**DIRECTIONS:**
Your copy begins at the line with "the white petal" and runs through the end of the data below. Set down only those lines exactly, without pictures.

Point localization data:
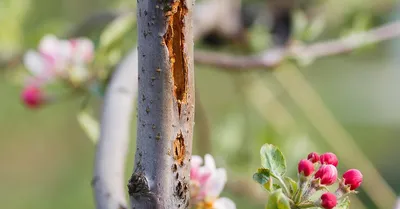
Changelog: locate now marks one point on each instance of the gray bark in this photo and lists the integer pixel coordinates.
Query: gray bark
(108, 180)
(165, 105)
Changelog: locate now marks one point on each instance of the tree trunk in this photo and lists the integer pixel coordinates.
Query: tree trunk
(165, 105)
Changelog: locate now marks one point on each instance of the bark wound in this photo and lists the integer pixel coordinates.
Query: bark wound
(175, 41)
(179, 149)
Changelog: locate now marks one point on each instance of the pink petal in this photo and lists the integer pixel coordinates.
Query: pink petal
(224, 203)
(209, 162)
(35, 63)
(216, 183)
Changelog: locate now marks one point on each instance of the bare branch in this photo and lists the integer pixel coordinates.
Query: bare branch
(108, 180)
(165, 106)
(274, 57)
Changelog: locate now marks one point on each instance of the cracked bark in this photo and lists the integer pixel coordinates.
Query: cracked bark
(165, 105)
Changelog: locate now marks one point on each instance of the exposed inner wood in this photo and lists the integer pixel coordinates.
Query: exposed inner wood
(175, 41)
(179, 149)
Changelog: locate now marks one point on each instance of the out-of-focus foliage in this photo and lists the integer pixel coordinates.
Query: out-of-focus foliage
(45, 156)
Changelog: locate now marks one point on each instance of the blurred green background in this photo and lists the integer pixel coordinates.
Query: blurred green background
(46, 160)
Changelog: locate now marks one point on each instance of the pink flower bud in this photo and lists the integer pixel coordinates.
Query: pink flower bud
(327, 174)
(353, 178)
(328, 200)
(313, 157)
(329, 158)
(306, 167)
(32, 96)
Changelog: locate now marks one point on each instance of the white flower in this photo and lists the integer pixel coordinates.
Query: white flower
(57, 57)
(207, 183)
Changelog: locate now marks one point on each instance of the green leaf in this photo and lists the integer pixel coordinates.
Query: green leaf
(116, 30)
(89, 125)
(344, 204)
(300, 23)
(270, 186)
(262, 176)
(273, 160)
(277, 200)
(291, 184)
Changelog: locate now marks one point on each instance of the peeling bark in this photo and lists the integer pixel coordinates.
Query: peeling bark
(165, 105)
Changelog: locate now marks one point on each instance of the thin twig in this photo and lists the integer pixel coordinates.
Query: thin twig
(108, 180)
(273, 57)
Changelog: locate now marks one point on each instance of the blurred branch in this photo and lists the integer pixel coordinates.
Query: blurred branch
(273, 57)
(95, 21)
(108, 180)
(335, 134)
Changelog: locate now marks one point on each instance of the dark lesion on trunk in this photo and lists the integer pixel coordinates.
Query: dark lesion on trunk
(179, 149)
(175, 41)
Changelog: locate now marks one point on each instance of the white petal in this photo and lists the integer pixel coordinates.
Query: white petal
(35, 63)
(79, 74)
(49, 45)
(216, 183)
(196, 161)
(224, 203)
(209, 162)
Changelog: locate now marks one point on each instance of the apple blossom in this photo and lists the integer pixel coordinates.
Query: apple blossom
(207, 183)
(353, 178)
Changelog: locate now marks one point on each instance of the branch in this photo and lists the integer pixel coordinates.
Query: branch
(274, 57)
(221, 16)
(108, 180)
(160, 179)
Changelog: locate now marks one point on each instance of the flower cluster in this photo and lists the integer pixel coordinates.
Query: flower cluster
(325, 175)
(207, 183)
(55, 59)
(315, 173)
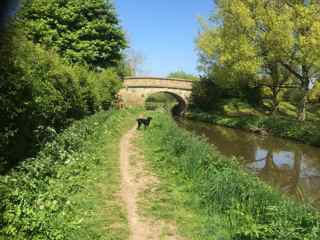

**TASK RESULT:**
Changelog: locate now marks one point on each instance of the white petal in this photo and lists the integer pixel coordinates.
Query: white petal
(35, 63)
(79, 74)
(49, 45)
(216, 183)
(196, 161)
(224, 203)
(209, 162)
Changelog: locate now marks one point on each instance of the apple blossom in this photo and lists the integer pixel coordinates.
Query: apple blossom
(207, 183)
(353, 178)
Changelog: locate now marks one point on each instance of the branch in this photo and lists the integer pixel coordinates.
Query: branch
(274, 57)
(221, 16)
(108, 180)
(160, 179)
Changelog: locate now marks one point on each instance of the flower cluster in this photo and lists the integer pixel coordinates.
Query: flower cluster
(325, 175)
(207, 183)
(55, 59)
(315, 173)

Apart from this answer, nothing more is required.